• **PROBLEM DESCRIPTION**
In the news excerpt about the September 11 anniversary, at what time does the bell toll, and what moment does it mark?

• **PROVIDED TEXT**
'''
A ball of fire erupts from one of the towers of New Yorks World Trade Center as a hijacked airliner is deliberately crashed into it, September 11, 2001. — Reuters
A ball of fire erupts from one of the towers of New York’s World Trade Center as a hijacked airliner is deliberately crashed into it, September 11, 2001. — Reuters
  • VP Vance and victims’ families attend memorial events at Ground Zero. 
  • Nearly 3,000 people killed in coordinated attacks on World Trade Centre. 
  • Moment of silence, bell tolls at 8:46am to mark time Flight 11 hit North Tower. 

New York prepared to mark the devastating attacks of September 11, 2001 on Thursday, 24 years after the deadly plane hijackings that claimed almost 3,000 lives and forever changed the United States.

Vice President JD Vance was expected to attend memorial events at Ground Zero in Manhattan where the World Trade Center’s twin towers were destroyed in coordinated attacks that also saw a jetliner crashed into the nerve center of American military power, the Pentagon in Washington.
'''
• **GIVEN ENTRIES**
'''
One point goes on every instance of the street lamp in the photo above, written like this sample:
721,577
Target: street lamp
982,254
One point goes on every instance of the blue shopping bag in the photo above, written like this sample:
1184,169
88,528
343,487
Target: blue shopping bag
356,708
'''
• **EXERCISE SOLUTION**
The bell tolls at 8:46am to mark the time Flight 11 hit the North Tower.